_Exercise details_: Format the data below as a Markdown table with the columns "Row" and "Line", numbering each line in order and skipping any blank lines.

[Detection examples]
···

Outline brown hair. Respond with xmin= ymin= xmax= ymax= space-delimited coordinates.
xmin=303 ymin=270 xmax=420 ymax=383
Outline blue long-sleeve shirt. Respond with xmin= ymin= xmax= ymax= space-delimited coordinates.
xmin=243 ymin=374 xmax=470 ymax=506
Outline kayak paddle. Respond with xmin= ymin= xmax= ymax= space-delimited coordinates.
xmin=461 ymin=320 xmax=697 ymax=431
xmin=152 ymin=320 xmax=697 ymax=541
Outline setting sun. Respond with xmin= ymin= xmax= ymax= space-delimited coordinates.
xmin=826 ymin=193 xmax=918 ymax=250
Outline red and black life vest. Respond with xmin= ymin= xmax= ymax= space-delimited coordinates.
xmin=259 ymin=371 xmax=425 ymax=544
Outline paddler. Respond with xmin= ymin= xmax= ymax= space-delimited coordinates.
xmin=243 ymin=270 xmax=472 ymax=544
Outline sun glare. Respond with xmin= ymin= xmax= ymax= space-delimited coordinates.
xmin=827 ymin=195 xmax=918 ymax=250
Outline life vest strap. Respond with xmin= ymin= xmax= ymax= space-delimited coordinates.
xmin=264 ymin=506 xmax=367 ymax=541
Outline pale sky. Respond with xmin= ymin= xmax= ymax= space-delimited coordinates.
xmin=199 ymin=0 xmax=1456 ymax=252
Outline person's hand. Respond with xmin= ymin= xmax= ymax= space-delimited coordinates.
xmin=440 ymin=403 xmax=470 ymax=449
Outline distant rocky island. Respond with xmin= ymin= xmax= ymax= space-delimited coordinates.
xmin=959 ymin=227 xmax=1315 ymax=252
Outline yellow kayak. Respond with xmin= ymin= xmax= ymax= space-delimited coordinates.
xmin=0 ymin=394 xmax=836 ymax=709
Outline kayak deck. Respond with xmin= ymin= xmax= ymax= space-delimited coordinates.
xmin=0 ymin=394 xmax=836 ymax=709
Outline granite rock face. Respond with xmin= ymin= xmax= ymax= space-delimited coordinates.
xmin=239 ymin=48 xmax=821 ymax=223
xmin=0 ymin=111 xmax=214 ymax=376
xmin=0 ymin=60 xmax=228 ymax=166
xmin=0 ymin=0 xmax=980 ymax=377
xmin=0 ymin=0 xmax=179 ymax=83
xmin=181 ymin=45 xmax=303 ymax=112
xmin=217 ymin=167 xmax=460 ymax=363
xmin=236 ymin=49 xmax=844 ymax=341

···

_Result of the exercise_:
| Row | Line |
|---|---|
| 1 | Outline brown hair. Respond with xmin= ymin= xmax= ymax= space-delimited coordinates. |
| 2 | xmin=303 ymin=270 xmax=420 ymax=383 |
| 3 | Outline blue long-sleeve shirt. Respond with xmin= ymin= xmax= ymax= space-delimited coordinates. |
| 4 | xmin=243 ymin=374 xmax=470 ymax=506 |
| 5 | Outline kayak paddle. Respond with xmin= ymin= xmax= ymax= space-delimited coordinates. |
| 6 | xmin=461 ymin=320 xmax=697 ymax=431 |
| 7 | xmin=152 ymin=320 xmax=697 ymax=541 |
| 8 | Outline setting sun. Respond with xmin= ymin= xmax= ymax= space-delimited coordinates. |
| 9 | xmin=826 ymin=193 xmax=918 ymax=250 |
| 10 | Outline red and black life vest. Respond with xmin= ymin= xmax= ymax= space-delimited coordinates. |
| 11 | xmin=259 ymin=371 xmax=425 ymax=544 |
| 12 | Outline paddler. Respond with xmin= ymin= xmax= ymax= space-delimited coordinates. |
| 13 | xmin=243 ymin=270 xmax=472 ymax=544 |
| 14 | Outline sun glare. Respond with xmin= ymin= xmax= ymax= space-delimited coordinates. |
| 15 | xmin=827 ymin=195 xmax=918 ymax=250 |
| 16 | Outline life vest strap. Respond with xmin= ymin= xmax= ymax= space-delimited coordinates. |
| 17 | xmin=264 ymin=506 xmax=367 ymax=541 |
| 18 | Outline pale sky. Respond with xmin= ymin= xmax= ymax= space-delimited coordinates. |
| 19 | xmin=199 ymin=0 xmax=1456 ymax=252 |
| 20 | Outline person's hand. Respond with xmin= ymin= xmax= ymax= space-delimited coordinates. |
| 21 | xmin=440 ymin=403 xmax=470 ymax=449 |
| 22 | Outline distant rocky island. Respond with xmin= ymin= xmax= ymax= space-delimited coordinates. |
| 23 | xmin=959 ymin=227 xmax=1315 ymax=252 |
| 24 | Outline yellow kayak. Respond with xmin= ymin= xmax= ymax= space-delimited coordinates. |
| 25 | xmin=0 ymin=394 xmax=836 ymax=709 |
| 26 | Outline kayak deck. Respond with xmin= ymin= xmax= ymax= space-delimited coordinates. |
| 27 | xmin=0 ymin=394 xmax=836 ymax=709 |
| 28 | Outline granite rock face. Respond with xmin= ymin= xmax= ymax= space-delimited coordinates. |
| 29 | xmin=239 ymin=48 xmax=821 ymax=223 |
| 30 | xmin=0 ymin=111 xmax=214 ymax=376 |
| 31 | xmin=0 ymin=60 xmax=228 ymax=166 |
| 32 | xmin=0 ymin=0 xmax=980 ymax=377 |
| 33 | xmin=0 ymin=0 xmax=179 ymax=83 |
| 34 | xmin=181 ymin=45 xmax=303 ymax=112 |
| 35 | xmin=217 ymin=167 xmax=460 ymax=363 |
| 36 | xmin=236 ymin=49 xmax=844 ymax=341 |